----- 数据行 -----
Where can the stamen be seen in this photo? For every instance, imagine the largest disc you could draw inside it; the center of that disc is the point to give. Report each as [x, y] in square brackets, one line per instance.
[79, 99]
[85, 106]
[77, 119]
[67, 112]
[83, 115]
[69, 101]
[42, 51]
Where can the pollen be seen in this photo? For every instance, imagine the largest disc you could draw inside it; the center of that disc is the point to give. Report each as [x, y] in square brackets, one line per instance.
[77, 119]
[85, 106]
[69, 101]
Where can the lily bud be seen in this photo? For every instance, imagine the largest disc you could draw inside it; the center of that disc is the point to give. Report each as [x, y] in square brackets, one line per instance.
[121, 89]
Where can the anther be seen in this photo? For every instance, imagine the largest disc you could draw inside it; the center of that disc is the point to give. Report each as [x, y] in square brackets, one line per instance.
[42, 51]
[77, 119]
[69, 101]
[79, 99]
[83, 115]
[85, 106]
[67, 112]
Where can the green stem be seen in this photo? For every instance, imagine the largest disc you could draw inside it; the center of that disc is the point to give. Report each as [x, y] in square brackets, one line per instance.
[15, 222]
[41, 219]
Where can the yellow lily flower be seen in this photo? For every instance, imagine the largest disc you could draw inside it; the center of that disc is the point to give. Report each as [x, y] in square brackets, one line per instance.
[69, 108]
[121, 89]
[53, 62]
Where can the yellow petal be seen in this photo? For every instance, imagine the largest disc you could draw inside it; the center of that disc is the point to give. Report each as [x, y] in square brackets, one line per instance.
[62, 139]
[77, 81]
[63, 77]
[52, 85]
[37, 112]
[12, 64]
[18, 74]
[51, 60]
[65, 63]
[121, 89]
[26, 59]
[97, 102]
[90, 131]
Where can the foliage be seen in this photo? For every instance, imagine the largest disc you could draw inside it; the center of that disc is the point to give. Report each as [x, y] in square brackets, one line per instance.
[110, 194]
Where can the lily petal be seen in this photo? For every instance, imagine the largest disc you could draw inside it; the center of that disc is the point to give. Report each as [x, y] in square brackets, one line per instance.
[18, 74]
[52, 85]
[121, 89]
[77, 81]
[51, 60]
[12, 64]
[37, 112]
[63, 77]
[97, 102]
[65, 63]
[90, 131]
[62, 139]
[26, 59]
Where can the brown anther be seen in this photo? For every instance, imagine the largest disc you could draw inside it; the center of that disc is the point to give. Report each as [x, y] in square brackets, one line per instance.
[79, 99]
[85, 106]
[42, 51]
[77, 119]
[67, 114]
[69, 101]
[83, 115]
-----
(题目)
把上面全部条目改写成两列 CSV，首行列名为“输入”和“输出”。之后每个条目占一行，文本放在“输入”列，答案放在“输出”列，各自用引号包成一个字段，字段内的换行一律替换为空格。

(书面解答)
输入,输出
"Where can the stamen be seen in this photo? For every instance, imagine the largest disc you could draw inside it; the center of that disc is the point to give. Report each as [x, y] in square brackets, one line per instance.","[79, 99] [85, 106] [77, 119] [67, 112] [83, 115] [69, 101] [42, 51]"
"Where can the pollen be seen in this photo? For every instance, imagine the largest disc you could draw inside it; the center of that disc is the point to give. Report each as [x, y] in square brackets, one line per instance.","[77, 119] [85, 106] [69, 101]"
"Where can the lily bud be seen in this photo? For every instance, imagine the largest disc you could draw inside it; the center of that disc is the point to give. Report each as [x, y] in square brackets, one line per instance.","[121, 89]"
"Where can the anther be seen in this photo? For every instance, imagine the largest disc you could draw inside it; the center of that disc is the point to give. Report each as [x, y] in square brackets, one line per instance.","[42, 51] [77, 119] [69, 101] [79, 99] [83, 115] [85, 106] [67, 112]"
"Where can the green stem be seen in this photo? For every instance, imagine the largest disc you could draw inside it; the center of that disc is the point to give. Report each as [x, y] in square brackets, one line per instance.","[15, 222] [41, 219]"
"Where can the yellow lily flower be seen in this photo? For every instance, imagine the largest disc you could draw inside it; the center of that disc is the point to give. Report each as [x, y] in square brackets, one line per instance.","[69, 108] [121, 89] [53, 62]"
"Where can the yellow petal be seen in this photo? For every instance, imagine the largest disc you could draw inside it; the center of that disc is the point to give. Report each as [x, y] in square brackets, one line per instance.","[62, 139] [77, 81] [63, 77] [52, 85] [37, 112] [12, 64] [18, 74] [51, 60] [65, 63] [121, 89] [26, 59] [97, 102] [90, 131]"
"Where can the foliage be seen in this photo? For every instance, imagine the largest disc you could draw inside it; the center of that disc is the point to give. Report each as [x, y] in square brackets, one line per instance.","[110, 194]"
"Where can the lily petal be seen in this photo? For every instance, imagine the largest disc you could draw inside it; the center of that disc is the point to give. Report each as [x, y] in square brackets, one line per instance.","[18, 74] [52, 85] [121, 89] [77, 81] [51, 60] [12, 64] [37, 112] [63, 77] [97, 102] [65, 63] [90, 131] [62, 139] [26, 59]"
"Where can the brown anther be seen in this photo? For every instance, imagine the largest disc you could draw inside it; the center of that disc is the point to give. Report each as [x, y] in square brackets, one line per instance.","[79, 99] [85, 106] [42, 51] [77, 119] [67, 114] [69, 101] [83, 115]"